EXERCISE DIRECTIONS: In the listing, from the line containing "One keypoint belongs to every instance. Tag the fire" through the end, swap "fire hydrant" for "mailbox" and give those lines back with nothing else changed.

* Begin SOURCE DATA *

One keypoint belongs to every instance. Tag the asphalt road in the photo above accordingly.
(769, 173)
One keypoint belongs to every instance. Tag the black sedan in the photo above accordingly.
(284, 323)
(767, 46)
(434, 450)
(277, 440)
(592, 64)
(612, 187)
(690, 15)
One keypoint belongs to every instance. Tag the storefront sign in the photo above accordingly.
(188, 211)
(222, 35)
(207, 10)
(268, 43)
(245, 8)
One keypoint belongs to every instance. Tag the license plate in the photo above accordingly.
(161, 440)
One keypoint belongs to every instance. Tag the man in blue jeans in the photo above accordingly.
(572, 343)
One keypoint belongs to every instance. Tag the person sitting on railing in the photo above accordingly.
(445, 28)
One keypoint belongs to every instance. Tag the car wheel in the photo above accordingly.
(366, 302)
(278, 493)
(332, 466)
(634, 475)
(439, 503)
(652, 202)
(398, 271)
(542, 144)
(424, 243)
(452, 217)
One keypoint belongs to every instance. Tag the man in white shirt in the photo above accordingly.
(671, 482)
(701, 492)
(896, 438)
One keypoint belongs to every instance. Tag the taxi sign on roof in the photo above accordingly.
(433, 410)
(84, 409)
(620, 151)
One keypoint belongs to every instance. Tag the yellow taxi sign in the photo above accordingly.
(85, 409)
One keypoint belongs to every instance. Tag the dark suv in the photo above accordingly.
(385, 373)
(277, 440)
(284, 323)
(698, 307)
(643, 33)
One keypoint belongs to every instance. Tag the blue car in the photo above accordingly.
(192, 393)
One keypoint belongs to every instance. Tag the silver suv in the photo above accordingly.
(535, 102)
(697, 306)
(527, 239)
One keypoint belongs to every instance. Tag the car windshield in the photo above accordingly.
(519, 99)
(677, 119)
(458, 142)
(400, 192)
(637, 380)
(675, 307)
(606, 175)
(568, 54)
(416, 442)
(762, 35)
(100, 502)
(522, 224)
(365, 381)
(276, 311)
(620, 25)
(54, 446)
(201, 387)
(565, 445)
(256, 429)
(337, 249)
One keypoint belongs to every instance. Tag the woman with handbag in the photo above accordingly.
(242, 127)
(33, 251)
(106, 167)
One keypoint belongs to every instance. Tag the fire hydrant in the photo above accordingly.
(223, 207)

* End SOURCE DATA *

RESPONSE FOR THIS EXERCISE:
One keypoint belongs to every instance. Tag the mailbox in the photo above accordingly.
(223, 207)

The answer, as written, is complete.